In altre parole, per esserci pro-rata dovrebbe esserci un'attività strutturata come ricevitoria....se hai solo delle macchinette per il video-poker o altri giochi, non si fa pro-rata.

----------


## L'italiano

Schematizzando: 
in *F1* vanno l’ammontare dei *ricavi* di cui alle lett. a) e b) del comma 1 dell’art. 85 del T.U.I.R. cioè dei corrispettivi di cessioni di beni e delle prestazioni di servizi alla cui produzione o al cui scambio è diretta l’attività dell’impresa 
in *F2* vanno  l’ammontare degli altri proventi considerati ricavi, diversi da quelli di cui alle lettere a), b), c), d) ed e) del comma 1 dell’art. 85 del T.U.I.R..... 
In *F5* vanno gli altri proventi, compresi quelli derivanti da gestioni accessorie.   
Osservo che l'attività del contribuente è somministrare caffè e cornetti e mettere a disposizione il videopoker. Sono queste "prestazioni di servizi alla cui produzione .... è ridetta l'attività dell'impresa". 
In F5 vanno altri proventi (sottointeso diversi dai ricavi)  
Per me  i ricavi da videopoker vanno senza dubbio allocati in F1.

----------


## La matta

Ringrazio entrambi  :Smile:

----------


## dani_b

Scusate se riapro questa discussione, ma penso sia preferibile piuttosto che aprire un nuovo topic. 
L'Agenzia delle Entrate, a seguito di un accesso presso un bar e relativo controllo sugli SS 2013 anno 2012, ha rettificato l'indicazione dei ricavi da videopoker, inizialmente indicati nel rigo F1, spostandoli al rigo F5, determinando uno scostamento maggiore (l'azienda si era adeguata).
In questo caso i ricavi derivanti dai videopoker (art. 110 comma 6 TULPS) rappresentano meno del 2% dei ricavi complessivi, quindi potrebbe anche starci l'interpretazione dell'AdE. Cosa ne pensate? 
Nel caso in cui, invece, i ricavi rappresentassero una percentuale maggiore, per esempio il 30% dei ricavi totali?
In questo caso ritengo che l'indicazione nel rigo F1 sia più corretta perché l'attività di "intrattenimento" non è più una fonte accessoria all'attività di bar, anzi, probabilmente la stessa attività di bar è fortemente condizionata dalla presenza dei videopoker e quest'ultimi rappresentano una consistente fonte di reddito per l'impresa. 
Attendo i Vostri pareri. 
Grazie!!!

----------


## L'italiano

La rettifica operata dall'Agenzia Entrate è un palese errore: i ricavi da videopoker sono, appunto, ricavi, e vanno nel rigo F1, costituendo essi "corrispettivi.... alla cui produzione .... è diretta l'attività dell'impresa", ancorchè rappresentassero una percentuale infima del complessivo volume d'affari.
In F5 vanno proventi diversi dai ricavi.

----------


## La matta

A meno che non li considerino alla stregua degli aggi.

----------


## dani_b

@ L'italiano
La loro motivazione è che non sono ricavi caratteristici dell'attività.
Hai qualcosa che possa sostenere la tua tesi? In rete non ho trovato molto, solo una risposta dell'Esperto Risponde datata 2011 che indica di inserirli in F5.

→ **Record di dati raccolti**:
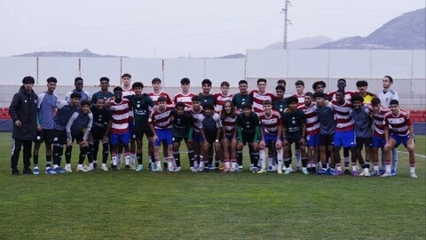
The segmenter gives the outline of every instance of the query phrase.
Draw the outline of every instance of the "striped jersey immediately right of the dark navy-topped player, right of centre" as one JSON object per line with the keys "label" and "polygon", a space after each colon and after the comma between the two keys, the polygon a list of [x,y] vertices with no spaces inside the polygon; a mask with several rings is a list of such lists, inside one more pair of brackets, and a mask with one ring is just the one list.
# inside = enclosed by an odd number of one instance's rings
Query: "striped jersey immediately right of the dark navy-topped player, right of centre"
{"label": "striped jersey immediately right of the dark navy-topped player, right of centre", "polygon": [[355,122],[350,115],[351,102],[345,100],[343,105],[339,105],[336,100],[332,100],[331,104],[335,112],[335,132],[346,132],[355,129]]}

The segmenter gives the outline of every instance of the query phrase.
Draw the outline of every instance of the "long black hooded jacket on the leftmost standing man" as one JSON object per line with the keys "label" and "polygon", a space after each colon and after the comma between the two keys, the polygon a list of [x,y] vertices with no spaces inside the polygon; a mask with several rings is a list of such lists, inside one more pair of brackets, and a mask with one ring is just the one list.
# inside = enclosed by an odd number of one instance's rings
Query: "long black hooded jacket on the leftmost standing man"
{"label": "long black hooded jacket on the leftmost standing man", "polygon": [[[12,138],[18,140],[34,140],[36,138],[36,116],[37,116],[36,92],[26,92],[24,86],[20,92],[13,95],[9,115],[12,117]],[[20,127],[15,122],[20,120]]]}

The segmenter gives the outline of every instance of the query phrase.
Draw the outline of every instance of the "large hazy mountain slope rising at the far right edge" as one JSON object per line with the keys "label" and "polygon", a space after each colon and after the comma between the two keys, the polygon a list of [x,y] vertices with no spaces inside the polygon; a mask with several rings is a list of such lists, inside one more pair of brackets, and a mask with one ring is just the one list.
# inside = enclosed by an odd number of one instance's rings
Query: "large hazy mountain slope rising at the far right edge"
{"label": "large hazy mountain slope rising at the far right edge", "polygon": [[425,49],[426,8],[406,12],[366,37],[351,36],[321,44],[326,49]]}

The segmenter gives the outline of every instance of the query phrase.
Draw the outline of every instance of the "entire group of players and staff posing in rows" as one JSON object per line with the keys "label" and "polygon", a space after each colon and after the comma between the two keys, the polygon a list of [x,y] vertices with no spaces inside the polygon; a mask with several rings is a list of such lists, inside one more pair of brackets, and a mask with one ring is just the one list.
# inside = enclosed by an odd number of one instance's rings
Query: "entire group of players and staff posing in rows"
{"label": "entire group of players and staff posing in rows", "polygon": [[[356,82],[357,91],[348,91],[341,78],[337,90],[327,93],[324,81],[313,83],[309,92],[304,81],[297,80],[293,95],[286,93],[283,79],[276,83],[275,92],[267,91],[264,78],[256,81],[252,91],[241,80],[240,92],[235,94],[229,92],[226,81],[220,84],[220,92],[211,93],[212,83],[204,79],[202,91],[196,94],[190,90],[191,80],[184,77],[182,91],[171,98],[162,91],[160,78],[152,80],[153,91],[146,93],[144,84],[131,83],[126,73],[122,86],[113,92],[109,79],[100,77],[100,91],[93,95],[83,90],[83,78],[76,77],[75,89],[67,92],[65,100],[54,92],[55,77],[46,82],[46,91],[37,95],[35,78],[25,76],[10,104],[13,175],[20,175],[21,148],[22,173],[40,174],[42,143],[45,174],[72,172],[73,146],[79,148],[76,172],[117,171],[122,165],[125,171],[140,172],[144,152],[149,171],[180,172],[180,149],[185,142],[191,172],[355,177],[396,176],[397,148],[402,144],[409,154],[410,176],[417,178],[412,119],[409,111],[399,108],[391,76],[383,76],[383,91],[377,93],[367,92],[364,80]],[[245,146],[248,155],[243,155]],[[249,159],[247,170],[243,158]]]}

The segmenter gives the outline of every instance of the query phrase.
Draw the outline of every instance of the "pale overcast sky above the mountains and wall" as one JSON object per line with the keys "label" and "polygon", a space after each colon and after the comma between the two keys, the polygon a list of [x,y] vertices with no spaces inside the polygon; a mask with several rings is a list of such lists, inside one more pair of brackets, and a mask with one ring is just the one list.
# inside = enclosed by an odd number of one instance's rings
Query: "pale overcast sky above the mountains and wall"
{"label": "pale overcast sky above the mountains and wall", "polygon": [[[367,36],[424,0],[292,0],[288,40]],[[0,56],[217,57],[282,41],[285,0],[0,0]]]}

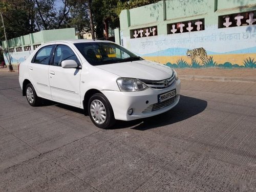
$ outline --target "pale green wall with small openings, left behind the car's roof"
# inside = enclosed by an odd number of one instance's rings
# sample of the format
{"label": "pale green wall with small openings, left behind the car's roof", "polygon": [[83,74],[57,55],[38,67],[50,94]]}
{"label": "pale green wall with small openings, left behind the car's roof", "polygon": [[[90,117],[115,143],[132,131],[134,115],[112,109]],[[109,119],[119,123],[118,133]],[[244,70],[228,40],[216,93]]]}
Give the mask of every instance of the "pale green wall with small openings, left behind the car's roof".
{"label": "pale green wall with small openings, left behind the car's roof", "polygon": [[[65,40],[65,39],[76,39],[78,38],[75,34],[75,28],[68,29],[55,29],[55,30],[44,30],[28,35],[9,39],[8,47],[11,58],[11,63],[15,66],[18,63],[23,62],[28,56],[41,44],[53,40]],[[8,54],[7,54],[7,42],[2,41],[2,48],[5,63],[9,65]]]}

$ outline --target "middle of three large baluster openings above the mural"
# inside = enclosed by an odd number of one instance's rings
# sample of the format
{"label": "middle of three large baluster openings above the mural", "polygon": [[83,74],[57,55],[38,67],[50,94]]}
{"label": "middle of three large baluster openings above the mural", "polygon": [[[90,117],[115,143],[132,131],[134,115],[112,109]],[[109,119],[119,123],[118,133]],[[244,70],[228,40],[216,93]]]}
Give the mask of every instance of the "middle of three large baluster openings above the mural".
{"label": "middle of three large baluster openings above the mural", "polygon": [[187,33],[204,30],[204,19],[167,24],[167,34]]}

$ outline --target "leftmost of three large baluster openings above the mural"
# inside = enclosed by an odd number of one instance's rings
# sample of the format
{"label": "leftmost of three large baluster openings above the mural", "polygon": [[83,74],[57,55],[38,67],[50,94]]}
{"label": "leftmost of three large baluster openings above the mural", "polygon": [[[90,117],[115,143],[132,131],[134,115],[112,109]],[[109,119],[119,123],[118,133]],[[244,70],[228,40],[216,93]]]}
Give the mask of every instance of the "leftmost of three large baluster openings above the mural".
{"label": "leftmost of three large baluster openings above the mural", "polygon": [[130,30],[131,38],[157,36],[157,26]]}

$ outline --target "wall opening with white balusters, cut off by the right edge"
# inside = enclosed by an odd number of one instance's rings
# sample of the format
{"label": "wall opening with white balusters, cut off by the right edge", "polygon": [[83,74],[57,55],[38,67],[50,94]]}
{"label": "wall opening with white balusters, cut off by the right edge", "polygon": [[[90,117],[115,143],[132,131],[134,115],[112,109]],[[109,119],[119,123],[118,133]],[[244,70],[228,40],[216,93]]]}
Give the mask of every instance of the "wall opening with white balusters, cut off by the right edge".
{"label": "wall opening with white balusters, cut off by the right edge", "polygon": [[219,28],[256,25],[256,11],[219,16]]}

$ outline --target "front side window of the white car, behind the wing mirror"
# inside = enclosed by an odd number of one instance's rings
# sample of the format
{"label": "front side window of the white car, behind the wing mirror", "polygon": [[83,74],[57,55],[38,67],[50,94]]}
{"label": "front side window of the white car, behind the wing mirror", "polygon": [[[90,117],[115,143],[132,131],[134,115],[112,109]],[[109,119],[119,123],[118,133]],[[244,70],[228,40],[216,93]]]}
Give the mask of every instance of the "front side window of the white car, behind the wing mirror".
{"label": "front side window of the white car, behind the wing mirror", "polygon": [[68,46],[58,45],[54,52],[54,66],[61,66],[63,60],[75,60],[78,64],[80,63],[75,53]]}

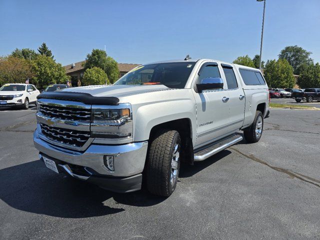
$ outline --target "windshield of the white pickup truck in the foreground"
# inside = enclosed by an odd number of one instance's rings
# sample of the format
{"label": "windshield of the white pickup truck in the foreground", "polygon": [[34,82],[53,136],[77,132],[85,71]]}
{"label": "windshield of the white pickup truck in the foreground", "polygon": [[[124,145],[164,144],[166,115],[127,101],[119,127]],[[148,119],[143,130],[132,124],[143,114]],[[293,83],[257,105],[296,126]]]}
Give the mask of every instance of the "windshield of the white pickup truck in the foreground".
{"label": "windshield of the white pickup truck in the foreground", "polygon": [[163,84],[170,88],[184,88],[195,62],[154,63],[133,68],[114,85]]}

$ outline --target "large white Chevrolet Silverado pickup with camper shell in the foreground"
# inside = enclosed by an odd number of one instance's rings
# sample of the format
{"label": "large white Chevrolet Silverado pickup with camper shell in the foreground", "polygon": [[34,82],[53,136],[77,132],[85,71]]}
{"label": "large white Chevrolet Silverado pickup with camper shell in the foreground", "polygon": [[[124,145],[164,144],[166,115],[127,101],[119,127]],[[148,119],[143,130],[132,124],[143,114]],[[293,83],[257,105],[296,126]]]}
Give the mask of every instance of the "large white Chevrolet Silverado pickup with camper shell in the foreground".
{"label": "large white Chevrolet Silverado pickup with camper shell in the foreground", "polygon": [[257,142],[268,113],[258,69],[211,59],[137,66],[112,85],[37,98],[35,147],[53,171],[129,192],[169,196],[180,163],[202,161],[242,139]]}

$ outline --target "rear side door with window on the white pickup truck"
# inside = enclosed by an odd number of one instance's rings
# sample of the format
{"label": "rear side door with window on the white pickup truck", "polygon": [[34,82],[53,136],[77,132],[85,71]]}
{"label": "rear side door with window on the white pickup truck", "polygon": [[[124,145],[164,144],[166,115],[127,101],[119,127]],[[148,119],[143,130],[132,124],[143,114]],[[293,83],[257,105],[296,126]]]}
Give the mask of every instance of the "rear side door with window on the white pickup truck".
{"label": "rear side door with window on the white pickup truck", "polygon": [[229,124],[230,130],[238,130],[241,128],[244,120],[245,96],[240,83],[236,78],[234,69],[231,65],[221,64],[223,77],[227,83],[229,95]]}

→ **CONSEGNE**:
A: Trascrivi parola per parola la parte dell'estratto che si apre con le parole "Hai qualcosa che" e si chiude con "inserirli in F5.".
B: Secondo l'estratto, in quale rigo l'Agenzia delle Entrate ha spostato i ricavi da videopoker dopo il controllo presso il bar?
I record non hanno alcun legame con l'estratto.

→ **SOLUZIONI**:
A:
Hai qualcosa che possa sostenere la tua tesi? In rete non ho trovato molto, solo una risposta dell'Esperto Risponde datata 2011 che indica di inserirli in F5.

B: Nel rigo F5.